» **Your task**
Please reproduce every one of the entries below word for word, without adding, dropping, or changing anything.

○ ○ ○ ○ ○

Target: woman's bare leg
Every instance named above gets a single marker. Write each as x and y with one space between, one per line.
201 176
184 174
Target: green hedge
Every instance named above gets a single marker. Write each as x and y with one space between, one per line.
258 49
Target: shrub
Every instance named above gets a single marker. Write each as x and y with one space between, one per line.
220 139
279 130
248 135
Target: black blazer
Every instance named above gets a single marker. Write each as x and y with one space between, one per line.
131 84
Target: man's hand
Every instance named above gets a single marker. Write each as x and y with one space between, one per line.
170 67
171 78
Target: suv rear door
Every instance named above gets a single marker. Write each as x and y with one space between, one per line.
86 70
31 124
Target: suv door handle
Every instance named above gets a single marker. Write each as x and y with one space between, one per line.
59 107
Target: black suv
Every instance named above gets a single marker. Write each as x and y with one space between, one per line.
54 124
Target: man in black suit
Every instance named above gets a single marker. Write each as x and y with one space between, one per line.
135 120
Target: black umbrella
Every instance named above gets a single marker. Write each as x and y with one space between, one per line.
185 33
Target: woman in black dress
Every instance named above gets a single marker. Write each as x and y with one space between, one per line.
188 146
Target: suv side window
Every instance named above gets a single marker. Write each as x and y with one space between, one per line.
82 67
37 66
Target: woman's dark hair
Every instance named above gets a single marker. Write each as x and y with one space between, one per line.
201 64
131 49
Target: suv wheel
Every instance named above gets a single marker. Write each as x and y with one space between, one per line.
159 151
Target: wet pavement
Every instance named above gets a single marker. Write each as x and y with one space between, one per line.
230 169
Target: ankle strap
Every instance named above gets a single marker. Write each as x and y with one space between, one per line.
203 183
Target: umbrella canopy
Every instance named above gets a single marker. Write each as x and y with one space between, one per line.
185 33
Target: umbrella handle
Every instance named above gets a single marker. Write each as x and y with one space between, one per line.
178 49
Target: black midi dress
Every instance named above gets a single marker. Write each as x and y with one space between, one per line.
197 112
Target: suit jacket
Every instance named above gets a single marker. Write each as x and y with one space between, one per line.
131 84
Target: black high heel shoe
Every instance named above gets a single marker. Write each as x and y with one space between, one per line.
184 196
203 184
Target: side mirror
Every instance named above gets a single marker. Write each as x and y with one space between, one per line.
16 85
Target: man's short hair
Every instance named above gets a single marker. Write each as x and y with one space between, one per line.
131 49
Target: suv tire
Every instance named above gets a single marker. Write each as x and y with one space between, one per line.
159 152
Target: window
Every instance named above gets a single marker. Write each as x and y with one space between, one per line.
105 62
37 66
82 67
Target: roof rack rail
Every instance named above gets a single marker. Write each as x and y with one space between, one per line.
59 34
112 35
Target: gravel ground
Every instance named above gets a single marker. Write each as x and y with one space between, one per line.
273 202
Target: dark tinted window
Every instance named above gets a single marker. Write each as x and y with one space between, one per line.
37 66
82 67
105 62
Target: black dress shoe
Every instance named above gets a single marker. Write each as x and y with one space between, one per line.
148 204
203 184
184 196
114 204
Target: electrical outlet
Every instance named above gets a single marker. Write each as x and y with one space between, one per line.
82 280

○ ○ ○ ○ ○

» **Correct output**
Target: woman's bare leg
Every instance named above gets a single marker. Write each as x and y with one space between, one per line.
201 176
184 174
Target: green hedge
Every instance named above gets a single marker. Write each as x and y with one space between, one per line.
258 49
Target: shrub
Every instance named above gets a single marker. Write each as x and y with one space between, one per line.
220 139
279 130
248 135
Target: black blazer
Every instance named above gets a single marker. Write each as x and y with one space between, one per line.
131 84
Target: man's hand
Every instance named above gets a single marker. Write each as x and y with one space between, one per line.
170 67
171 78
Target: suv rear door
Every instance named above gets a single marker. Write each as x and y with one space between, one per line.
86 70
31 124
Target: suv door handle
Every instance named above gets a single marker. Write each as x and y with one space between, one per line.
59 107
Target: black suv
Every instance named above gets a single marker. Write each as x and y with one space between, one per line.
54 124
Target: man in black suit
Every instance named above gets a single marker. Write each as x and y with one space between, one per line.
135 120
Target: black umbrella
Every instance named above gets a single marker. Write each as x and y with one space between, one per line.
185 33
Target: woman in black dress
Every instance named above gets a single marker. Write each as x and y with one space between, one per line.
188 146
Target: suv side window
Every instance named above gets a single marker. Write each as x and y with one space between, one per line.
82 67
37 66
Target: woman's dark hair
Every instance named above gets a single marker. Write each as x and y with one space between, one per line.
201 64
131 49
Target: suv wheel
Every instance named above gets a single marker. Write each as x and y with one space between, one per line.
159 151
Target: wet pavement
Every instance named above gets a single marker. Write each as x and y with one space between, one per line.
230 169
Target: ankle strap
Every instance named above gets a single marker. Write each as x and y with one space between, one per line.
203 183
Target: umbrella canopy
Every instance named above gets a single marker. Write each as x and y with one space between, one per line.
185 33
Target: umbrella handle
Every instance named above gets a single marker. Write each as x and y with one space between, one per line.
178 49
Target: black midi dress
Every instance named above gets a single marker. Write each as x and y with one space between, one per line.
197 112
Target: suit jacket
Every instance named above gets a single marker. Write each as x and y with one space between, one per line.
131 84
Target: black high heel shoe
Every instance named above gets a single marker. Write each as x and y with one space between, one per line.
184 196
203 184
Target: side mirror
Every instance named above gets a single marker. Write each as x and y with one space between, one per line.
16 85
Target: man's short hair
Every instance named above gets a single marker. Write each as x and y with one space between, one per line.
131 49
Target: suv tire
Every instance named above gets a single marker. Write each as x and y with one space between, one per line.
159 152
Target: window
Every instance named above gets a single marker. Write each as x and y with one space between, one per line.
105 62
37 66
82 67
Target: roof rack rail
Every instance named above gets a single marker. Write each as x and y with one space between, one per line.
59 34
112 35
Target: gravel ground
Every instance named above gets a single marker. Write each as x and y with one space between, one per line.
273 202
Target: dark tinted window
Every instance named above gets a single marker. Write each as x and y with one space between, one per line.
37 66
82 67
105 62
Target: black dress shoe
Every instance named above gets a single marker. Write each as x and y with one space between, one per line.
148 204
203 184
184 196
114 204
Target: electrical outlet
Every instance named above gets a single marker. Write each as x and y with one space between, one per line.
82 280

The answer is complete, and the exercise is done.